Start of Document section
However, such emergency-state practices which undermine democracy are rooted in a context characterised by further anti-democratic dynamics. In the everyday culture of many people the Catholic Church plays an important and problematic part: it fights abortion rights and gay marriage; in Spain it is closely linked to the PP which is opposed to coming to terms with the past. In a similar way this is also true for Hungary, where in the name of the struggle against totalitarianism, the memory of the fascist tradition is largely blotted out. Even if they do not take place in Europe, the authoritarian practices widespread in the USA are by no means unimportant, among them the struggle of the Republicans against abortion rights, the social welfare state and public health and pension insurance. But also the fact that Guantanamo still exists, that its inmates, being so-called “enemy combatants”, have no rights at all, is as serious as the “National Defense Act” signed by President Obama in December 2011, which allows the army to imprison any US citizen suspected of terrorism for an unlimited time and without judicial control.
End of Document section
#### [Your tasks]
1. In the passage on anti-democratic dynamics, in what month and year did President Obama sign the "National Defense Act"?
2. List every country named in the passage on anti-democratic dynamics.
Start of Entries provided
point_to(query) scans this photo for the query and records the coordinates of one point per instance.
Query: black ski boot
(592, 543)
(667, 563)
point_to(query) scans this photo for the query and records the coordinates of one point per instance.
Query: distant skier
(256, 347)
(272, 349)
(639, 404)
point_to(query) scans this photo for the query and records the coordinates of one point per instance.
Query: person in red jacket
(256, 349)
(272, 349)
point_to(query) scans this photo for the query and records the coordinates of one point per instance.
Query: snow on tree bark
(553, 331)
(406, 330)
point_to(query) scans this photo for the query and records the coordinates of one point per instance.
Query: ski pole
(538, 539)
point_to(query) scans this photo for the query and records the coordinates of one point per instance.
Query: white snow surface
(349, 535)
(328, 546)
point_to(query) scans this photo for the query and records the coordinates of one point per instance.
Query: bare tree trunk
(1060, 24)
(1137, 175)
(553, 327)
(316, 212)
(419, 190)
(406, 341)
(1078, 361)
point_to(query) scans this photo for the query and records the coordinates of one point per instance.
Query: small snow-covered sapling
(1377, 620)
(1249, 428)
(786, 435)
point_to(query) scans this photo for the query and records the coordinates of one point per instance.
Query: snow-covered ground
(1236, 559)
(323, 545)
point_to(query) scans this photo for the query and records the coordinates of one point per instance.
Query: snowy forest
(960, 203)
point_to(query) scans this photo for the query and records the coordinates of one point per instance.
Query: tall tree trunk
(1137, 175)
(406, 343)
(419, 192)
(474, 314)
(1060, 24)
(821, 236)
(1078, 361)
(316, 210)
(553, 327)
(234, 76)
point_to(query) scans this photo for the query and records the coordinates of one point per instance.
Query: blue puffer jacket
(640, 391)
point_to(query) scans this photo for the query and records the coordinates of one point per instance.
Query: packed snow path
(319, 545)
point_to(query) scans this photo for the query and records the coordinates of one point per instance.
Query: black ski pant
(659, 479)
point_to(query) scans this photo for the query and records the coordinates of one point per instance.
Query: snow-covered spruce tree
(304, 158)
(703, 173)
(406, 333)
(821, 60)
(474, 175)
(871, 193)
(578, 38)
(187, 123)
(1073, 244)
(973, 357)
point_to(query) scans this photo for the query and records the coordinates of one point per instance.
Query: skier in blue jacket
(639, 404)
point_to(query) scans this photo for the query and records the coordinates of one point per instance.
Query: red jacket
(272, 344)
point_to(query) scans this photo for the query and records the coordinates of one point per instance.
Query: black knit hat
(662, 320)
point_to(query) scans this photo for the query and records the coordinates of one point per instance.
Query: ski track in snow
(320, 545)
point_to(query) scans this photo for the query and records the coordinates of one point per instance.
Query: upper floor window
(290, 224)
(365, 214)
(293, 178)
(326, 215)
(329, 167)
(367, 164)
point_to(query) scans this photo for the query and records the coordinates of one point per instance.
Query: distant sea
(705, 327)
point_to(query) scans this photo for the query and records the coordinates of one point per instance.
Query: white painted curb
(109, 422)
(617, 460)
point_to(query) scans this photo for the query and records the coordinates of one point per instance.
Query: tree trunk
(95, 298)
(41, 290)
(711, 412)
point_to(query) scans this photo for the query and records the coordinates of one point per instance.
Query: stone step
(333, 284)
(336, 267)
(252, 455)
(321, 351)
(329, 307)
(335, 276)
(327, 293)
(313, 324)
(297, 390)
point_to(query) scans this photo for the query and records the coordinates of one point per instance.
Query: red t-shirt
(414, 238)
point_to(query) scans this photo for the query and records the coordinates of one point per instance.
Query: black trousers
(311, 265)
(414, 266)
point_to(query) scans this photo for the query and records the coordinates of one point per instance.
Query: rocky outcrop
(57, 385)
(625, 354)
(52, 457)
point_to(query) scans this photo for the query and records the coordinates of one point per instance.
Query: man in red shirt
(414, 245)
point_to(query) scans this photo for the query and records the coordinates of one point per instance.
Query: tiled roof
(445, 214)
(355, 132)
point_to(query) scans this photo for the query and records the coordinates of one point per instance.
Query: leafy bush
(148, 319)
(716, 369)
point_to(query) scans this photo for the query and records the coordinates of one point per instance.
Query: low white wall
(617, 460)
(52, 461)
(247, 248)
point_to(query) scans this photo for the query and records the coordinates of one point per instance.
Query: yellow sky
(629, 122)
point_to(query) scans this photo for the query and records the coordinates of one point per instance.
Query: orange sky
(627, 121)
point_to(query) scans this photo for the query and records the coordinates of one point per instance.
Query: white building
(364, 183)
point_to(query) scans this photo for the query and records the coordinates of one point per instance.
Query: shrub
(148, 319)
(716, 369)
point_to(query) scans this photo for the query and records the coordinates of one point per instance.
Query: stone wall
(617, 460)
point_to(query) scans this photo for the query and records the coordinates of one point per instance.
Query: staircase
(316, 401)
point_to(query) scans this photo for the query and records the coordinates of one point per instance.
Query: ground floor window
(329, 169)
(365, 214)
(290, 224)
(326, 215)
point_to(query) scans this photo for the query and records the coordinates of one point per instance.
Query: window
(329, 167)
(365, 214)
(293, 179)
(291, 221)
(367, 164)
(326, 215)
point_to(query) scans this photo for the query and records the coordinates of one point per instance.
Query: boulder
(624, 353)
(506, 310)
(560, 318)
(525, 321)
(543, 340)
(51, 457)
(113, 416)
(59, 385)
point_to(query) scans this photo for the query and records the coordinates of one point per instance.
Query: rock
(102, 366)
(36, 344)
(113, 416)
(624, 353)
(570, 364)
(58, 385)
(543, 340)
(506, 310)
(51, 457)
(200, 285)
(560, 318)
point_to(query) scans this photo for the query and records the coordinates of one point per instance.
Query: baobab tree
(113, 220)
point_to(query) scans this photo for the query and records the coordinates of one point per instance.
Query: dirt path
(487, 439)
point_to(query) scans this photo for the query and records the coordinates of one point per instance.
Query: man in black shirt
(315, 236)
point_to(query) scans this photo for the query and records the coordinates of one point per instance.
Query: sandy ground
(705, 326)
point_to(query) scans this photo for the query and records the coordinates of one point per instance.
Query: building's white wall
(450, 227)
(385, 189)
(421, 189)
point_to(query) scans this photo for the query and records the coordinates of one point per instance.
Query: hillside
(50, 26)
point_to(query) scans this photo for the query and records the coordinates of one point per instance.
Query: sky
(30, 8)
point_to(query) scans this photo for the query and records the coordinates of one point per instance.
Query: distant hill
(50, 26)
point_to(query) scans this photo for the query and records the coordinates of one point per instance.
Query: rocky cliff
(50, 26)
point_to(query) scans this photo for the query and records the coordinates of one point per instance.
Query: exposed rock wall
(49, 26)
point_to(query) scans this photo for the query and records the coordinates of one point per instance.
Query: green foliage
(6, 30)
End of Entries provided
#### [Complete answers]
1. December 2011

2. Spain, Hungary, the USA